» TEXTO DE ORIGEM:
As peças de Nelson Rodrigues tratam da vida comum, da vida como ela é, com seus personagens iguais àqueles que conhecemos, com quem convivemos. A penúltima peça escrita por Nelson, “Anti-Nelson Rodrigues”, de 1973, não foge à regra. O título faz pensar que seja uma negação de sua obra, mas não a contradiz em nada.

Assisti à última apresentação da peça no Teatro de Arena, de São Paulo. Ela foi encenada pelo Grupo Tapa, sob a direção de Eduardo Tolentino de Araújo, um grande conhecedor da obra rodrigueana. A história gira em torno de Oswaldinho, um rapaz mimado, que não trabalha e vive às custas do pai, empresário de sucesso. Chega a roubar as joias da mãe para sustentar seus excessos, atitude que é totalmente compreendida e apoiada por ela.

Está armada a teia: um pai que não gosta do filho e é desautorizado pela mãe; a mãe que se afastou do marido e idolatra o filho, aceitando todas as condições para ser amada por ele; um filho que não se responsabiliza por nada, vive para conquistar uma nova mulher a cada dia e espera que o pai morra para se libertar, ter sua própria identidade. Tudo isso envolto na trilha sonora de um tango argentino – “A Media Luz”.

A questão do limite, da demanda de compreensão dos pais pelos filhos, faz parte do dia-a-dia de qualquer família. Esse silêncio entre pai/mãe e filho, tão necessário e difícil de ser suportado pelos pais, como já falou Jorge Forbes em vários textos, é uma falta escancarada na peça. Um pai e uma mãe não compreendem tudo, há sempre um ponto de incompreensão radical e é por esse não-saber que um filho pode inventar uma solução para a falta de garantia. Só por esse silêncio, por essa incompreensão, que ele vai conseguir lidar com a angústia da sua própria invenção. Mas, isso não acontece com o personagem da peça.

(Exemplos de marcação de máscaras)
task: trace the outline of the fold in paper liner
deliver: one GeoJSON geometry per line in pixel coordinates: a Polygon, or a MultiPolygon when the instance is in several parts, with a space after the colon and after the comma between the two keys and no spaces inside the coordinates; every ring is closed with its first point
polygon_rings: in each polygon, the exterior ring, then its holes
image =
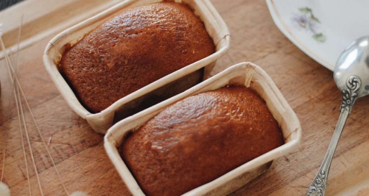
{"type": "Polygon", "coordinates": [[[285,144],[183,195],[226,195],[261,174],[270,167],[274,160],[296,148],[301,137],[300,122],[278,88],[259,67],[250,62],[239,63],[182,93],[121,120],[109,129],[104,138],[106,153],[133,195],[145,194],[118,151],[117,148],[124,141],[124,136],[177,101],[201,92],[232,84],[243,84],[251,88],[265,100],[280,127],[285,144]]]}
{"type": "MultiPolygon", "coordinates": [[[[43,56],[45,67],[61,94],[79,115],[87,120],[97,132],[105,133],[115,122],[134,114],[153,96],[169,98],[182,92],[208,75],[217,59],[229,48],[230,36],[224,21],[208,0],[176,0],[188,4],[204,22],[216,46],[216,52],[208,56],[170,74],[117,101],[100,112],[93,114],[79,102],[70,87],[58,70],[57,64],[66,44],[75,43],[84,35],[108,19],[127,9],[162,1],[127,0],[74,26],[51,41],[43,56]],[[203,70],[203,68],[204,69],[203,70]],[[182,88],[173,88],[173,86],[182,88]]],[[[142,109],[143,109],[143,108],[142,109]]]]}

» TAREFA PEDIDA: No texto sobre a peça de Nelson Rodrigues, qual grupo encenou “Anti-Nelson Rodrigues”?

» RESPOSTA ESCRITA: O Grupo Tapa.